### Aim of the exercise:
An exact transcription of all the records, free of pictures, is the expected answer.

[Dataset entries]
=== Section Start ===

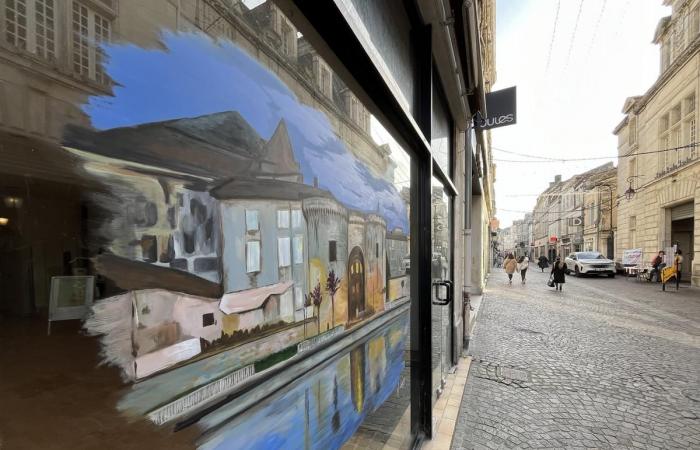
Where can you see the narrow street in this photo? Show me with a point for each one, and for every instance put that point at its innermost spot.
(607, 363)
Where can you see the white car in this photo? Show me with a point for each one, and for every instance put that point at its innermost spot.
(589, 263)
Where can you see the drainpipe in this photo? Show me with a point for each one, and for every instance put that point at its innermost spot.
(448, 27)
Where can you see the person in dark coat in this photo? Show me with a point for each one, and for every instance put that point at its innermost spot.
(559, 273)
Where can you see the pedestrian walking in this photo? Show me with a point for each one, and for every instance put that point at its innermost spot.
(559, 273)
(510, 265)
(523, 264)
(678, 266)
(656, 265)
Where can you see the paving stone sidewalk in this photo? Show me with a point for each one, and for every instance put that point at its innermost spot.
(607, 363)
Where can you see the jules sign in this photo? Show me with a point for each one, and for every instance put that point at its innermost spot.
(501, 109)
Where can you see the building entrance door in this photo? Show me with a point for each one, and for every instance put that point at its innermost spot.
(682, 235)
(356, 283)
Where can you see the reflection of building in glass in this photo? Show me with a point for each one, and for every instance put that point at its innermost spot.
(260, 240)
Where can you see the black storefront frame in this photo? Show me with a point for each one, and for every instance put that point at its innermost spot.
(325, 23)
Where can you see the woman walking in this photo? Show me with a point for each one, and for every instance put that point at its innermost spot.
(559, 273)
(523, 265)
(510, 265)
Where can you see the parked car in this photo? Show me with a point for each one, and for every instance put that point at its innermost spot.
(590, 263)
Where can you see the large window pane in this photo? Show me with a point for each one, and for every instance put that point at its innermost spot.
(192, 204)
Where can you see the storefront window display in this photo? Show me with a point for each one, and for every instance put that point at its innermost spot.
(207, 232)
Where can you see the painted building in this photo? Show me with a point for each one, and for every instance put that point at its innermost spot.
(659, 161)
(239, 195)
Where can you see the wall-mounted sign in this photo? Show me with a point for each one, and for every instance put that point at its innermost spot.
(501, 110)
(70, 298)
(575, 221)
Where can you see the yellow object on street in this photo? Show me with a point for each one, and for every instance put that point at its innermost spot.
(667, 273)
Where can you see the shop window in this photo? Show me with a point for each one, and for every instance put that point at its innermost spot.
(332, 251)
(89, 30)
(31, 26)
(632, 138)
(297, 218)
(252, 256)
(283, 218)
(187, 199)
(284, 252)
(251, 220)
(298, 243)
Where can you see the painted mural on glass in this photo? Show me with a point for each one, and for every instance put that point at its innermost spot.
(239, 221)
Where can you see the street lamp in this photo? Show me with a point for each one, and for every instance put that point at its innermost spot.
(629, 193)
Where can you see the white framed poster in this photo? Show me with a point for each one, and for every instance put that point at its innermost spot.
(71, 296)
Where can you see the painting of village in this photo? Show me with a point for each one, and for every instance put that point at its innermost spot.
(234, 237)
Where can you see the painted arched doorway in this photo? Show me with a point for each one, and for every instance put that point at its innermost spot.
(356, 283)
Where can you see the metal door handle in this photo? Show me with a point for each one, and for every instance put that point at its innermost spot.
(448, 287)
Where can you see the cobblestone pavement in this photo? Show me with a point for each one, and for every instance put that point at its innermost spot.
(606, 363)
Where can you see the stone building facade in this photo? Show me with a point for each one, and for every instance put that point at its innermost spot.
(657, 147)
(600, 213)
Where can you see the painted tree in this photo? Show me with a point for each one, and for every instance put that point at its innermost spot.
(332, 286)
(315, 298)
(307, 302)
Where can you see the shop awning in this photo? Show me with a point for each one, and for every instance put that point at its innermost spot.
(248, 300)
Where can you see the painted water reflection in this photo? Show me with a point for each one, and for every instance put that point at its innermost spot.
(324, 409)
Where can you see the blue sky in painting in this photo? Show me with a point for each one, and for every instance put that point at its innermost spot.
(196, 76)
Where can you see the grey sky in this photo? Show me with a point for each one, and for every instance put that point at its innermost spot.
(569, 107)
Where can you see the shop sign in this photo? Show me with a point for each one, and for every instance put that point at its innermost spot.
(500, 109)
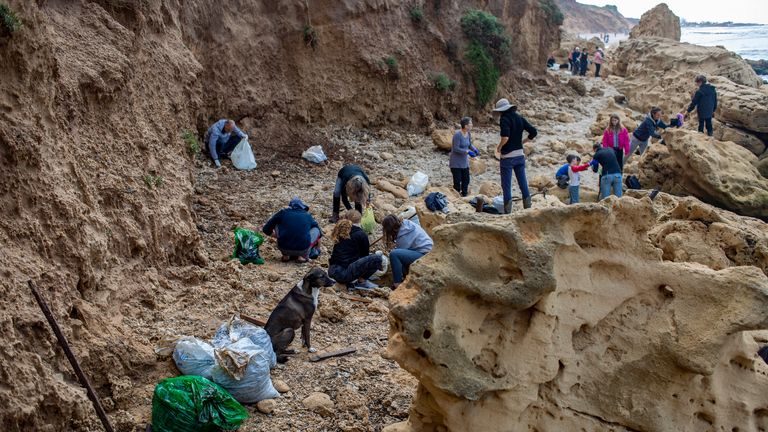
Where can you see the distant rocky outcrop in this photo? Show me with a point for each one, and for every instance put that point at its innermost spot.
(630, 314)
(582, 18)
(659, 21)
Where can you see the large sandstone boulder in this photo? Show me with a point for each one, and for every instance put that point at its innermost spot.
(721, 173)
(659, 21)
(591, 317)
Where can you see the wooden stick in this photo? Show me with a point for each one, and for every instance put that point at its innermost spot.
(337, 353)
(356, 298)
(253, 320)
(72, 360)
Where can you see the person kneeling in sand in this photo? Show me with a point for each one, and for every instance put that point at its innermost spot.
(351, 262)
(221, 138)
(297, 232)
(407, 241)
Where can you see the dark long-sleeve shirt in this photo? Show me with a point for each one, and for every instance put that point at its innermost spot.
(293, 227)
(705, 101)
(351, 249)
(512, 126)
(648, 127)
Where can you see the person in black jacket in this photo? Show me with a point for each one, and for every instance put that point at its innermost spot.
(351, 262)
(351, 182)
(611, 173)
(584, 60)
(510, 151)
(297, 232)
(705, 102)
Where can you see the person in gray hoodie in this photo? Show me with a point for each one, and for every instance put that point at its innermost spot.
(407, 242)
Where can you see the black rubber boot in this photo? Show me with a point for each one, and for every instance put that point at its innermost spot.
(527, 202)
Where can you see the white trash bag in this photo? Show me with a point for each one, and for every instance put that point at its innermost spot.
(314, 154)
(242, 156)
(194, 357)
(417, 184)
(243, 370)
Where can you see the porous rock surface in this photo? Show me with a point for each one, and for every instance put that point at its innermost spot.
(588, 317)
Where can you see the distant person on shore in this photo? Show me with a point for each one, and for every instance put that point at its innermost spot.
(598, 61)
(584, 62)
(551, 62)
(510, 151)
(297, 232)
(616, 137)
(221, 138)
(574, 170)
(705, 102)
(610, 179)
(645, 131)
(574, 60)
(351, 182)
(461, 150)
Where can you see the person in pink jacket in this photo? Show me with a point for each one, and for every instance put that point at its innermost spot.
(616, 137)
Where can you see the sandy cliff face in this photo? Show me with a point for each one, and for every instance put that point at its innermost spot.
(596, 317)
(96, 183)
(582, 18)
(660, 22)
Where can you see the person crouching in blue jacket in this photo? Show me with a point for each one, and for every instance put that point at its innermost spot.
(407, 241)
(705, 102)
(647, 129)
(297, 232)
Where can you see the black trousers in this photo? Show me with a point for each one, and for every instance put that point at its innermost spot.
(461, 180)
(708, 123)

=== Section End ===

### Output of the exercise:
Where can you see the narrow street in this photo? Show me with a point for each one, and for every instance put that point at its innermost spot.
(607, 363)
Where can you see the white car in this photo? Show me with a point for each one, and for every instance put that point at its innermost spot.
(589, 263)
Where can you see the drainpipe in this photo? Show me with a point for each one, and for every instance put that point at its innermost spot.
(448, 27)
Where can you see the person in dark coat in this photo? Show me with a point for each one, and for every instance put that point at its innermost spot.
(559, 273)
Where can you see the pedestrian walking in this photo? Show me with a point for each one, and for every instance put that point at its innermost spot.
(559, 273)
(510, 265)
(523, 264)
(678, 266)
(656, 265)
Where can you see the paving stone sidewalk in this photo? Show me with a point for each one, and for every instance put that point at its innermost spot.
(607, 363)
Where can you see the jules sign in this photo? Show me with a point for each one, and for every instance put that point at its innermost spot.
(501, 109)
Where can you see the building entrance door in this photo? Show me with a point for each one, and for every instance put that point at its innermost spot.
(682, 235)
(356, 283)
Where can you see the reflection of building in glass in this photo? Show me with a point for each one, and for every instance put that point at its innermost spot.
(260, 240)
Where can you see the black storefront frame in this photo? Show me with a point for each one, and for every instance put that point at its innermost spot.
(325, 23)
Where can you see the woman walking in this photo? Show me with a point for each one, and for every instance put that point at its innermost spot.
(559, 273)
(523, 265)
(510, 265)
Where can you see the parked car in this photo? Show me with a point for each one, and for every instance put that point at its innermost spot.
(590, 263)
Where can you see the large window pane in this photo? Show me with a point for each one, and for every instance put that point at its innermost spot.
(192, 204)
Where can you see the storefront window display in this photo? Show me with a point for each one, and for every instance put that point at its innermost spot.
(207, 232)
Where can you see the painted building in this photo? Show me with a point for each one, and for every instance put that point at its innermost spot.
(659, 161)
(239, 195)
Where can you see the wall-mounted sign in this photo? Show me with a point for each one, and for every instance put that point at its innermost spot.
(501, 110)
(70, 298)
(575, 221)
Where can you see the yellow object on street in this photo? Show me with a point for each one, and for every instance put that point at its innermost spot.
(667, 273)
Where can you see the shop window in this photo? Show me with a point for each one, and for every instance put that point at its innermost spot.
(332, 251)
(89, 30)
(31, 26)
(632, 138)
(297, 218)
(252, 256)
(283, 218)
(187, 199)
(284, 252)
(251, 220)
(298, 243)
Where can you see the painted mural on glass in this photo? Show me with a point for each one, and for every instance put that point at its innermost spot.
(239, 221)
Where can you see the street lamp in this photo? Show me with a point for each one, and for every instance put that point at its innermost spot.
(629, 193)
Where can you see the white framed poster in this photo? Show me with a point for each one, and for every instance put that point at its innermost spot.
(71, 296)
Where can you see the painting of village in this photo? Show me with a point for each one, and for every instance put that point at its innermost spot.
(234, 237)
Where can you see the painted arched doorway in this photo? Show me with a point for each one, and for every instance put that point at its innermost spot.
(356, 283)
Where can you see the metal door handle in this photo? Show me with a point for each one, and for every instance put that point at its innermost spot.
(448, 287)
Where can you see the cobblestone pavement in this photo? Show me with a point for each one, and for every instance put that point at its innermost spot.
(606, 363)
Where can you see the stone building facade in this photo? Show me with a point for each one, and for every instance put that point at its innermost spot.
(657, 147)
(600, 213)
Where can you see the painted tree in this photo? Show me with a point for each one, and for every instance put that point at its innermost spot.
(332, 286)
(315, 298)
(307, 302)
Where can you see the shop awning in this photo? Show me with a point for each one, and for every instance put that point at its innermost spot.
(248, 300)
Where can you see the painted water reflection in this photo? Show me with a point for each one, and for every instance put that point at its innermost spot.
(324, 409)
Where can you see the blue sky in painting in this photo? Show me with a point for each one, and for every instance put that point at its innermost spot.
(196, 76)
Where can you see the grey sky in this photo? Show me with a point for each one, and for every instance put that point at its innermost spot.
(569, 107)
Where can you see the shop sign in this photo? Show me with a point for each one, and for every instance put that point at its innermost spot.
(500, 109)
Where can you see the distant rocky outcrop in this photo? Show me with a point for each one, and for every instance put that point at its innermost spot.
(630, 314)
(582, 18)
(659, 21)
Where can you see the large sandstone boulder in this photo? Show me with a point for each one, and for every instance put that point at its innermost spot.
(721, 173)
(659, 21)
(591, 317)
Where can you see the wooden stick in this photo? Show me with a point for each one, and for every instance put that point at its innermost spot.
(337, 353)
(356, 298)
(253, 320)
(72, 360)
Where can you see the person kneeling in sand in this photo? Show me with a point for each one, and for every instance put that point at its innermost spot.
(351, 262)
(221, 138)
(297, 232)
(407, 241)
Where can you see the dark long-sleeve shirt in this photo? Show me with a point for each one, and for every instance put that point at its innermost spot.
(293, 227)
(705, 101)
(351, 249)
(512, 126)
(648, 127)
Where can you see the person in black jacket in this photo? Show me with a point for each one, and for every instance put that point at its innermost spot.
(351, 262)
(351, 182)
(611, 173)
(584, 60)
(510, 151)
(297, 232)
(705, 102)
Where can you see the person in gray hoodie in this photo? Show me with a point for each one, and for every instance put that point at its innermost spot.
(407, 242)
Where can you see the black rubber boot in this photo? Show me with a point for each one, and for every instance put that point at its innermost spot.
(527, 202)
Where can you see the white trash bag in this photo? Show me with a point for each one, and for every instance put that point at its innermost spot.
(314, 154)
(242, 156)
(194, 357)
(417, 184)
(243, 370)
Where can you see the porous rock surface in this photo? Show me with a point for each one, and for every instance put that point at its innermost spot.
(588, 317)
Where can you see the distant person on shore in this photo? Show me with a point for each one, and for every instance put that point at its innermost spot.
(598, 61)
(584, 62)
(551, 62)
(510, 151)
(297, 232)
(616, 137)
(221, 138)
(574, 170)
(705, 102)
(610, 179)
(645, 131)
(574, 60)
(351, 182)
(461, 150)
Where can you see the person in pink jacket in this photo? Show me with a point for each one, and for every instance put that point at its innermost spot.
(616, 137)
Where can you see the sandy cliff face in this photo? Show me with a point for each one, and for every instance put that point at its innermost spot.
(596, 317)
(96, 183)
(582, 18)
(660, 22)
Where can you see the person crouching in blue jacket in this photo? Show me with a point for each one, and for every instance put that point at its innermost spot.
(407, 241)
(705, 102)
(647, 129)
(297, 232)
Where can you see the black trousers in this photo? Show me with a point for each one, and for every instance put that point at its innermost spot.
(461, 180)
(708, 123)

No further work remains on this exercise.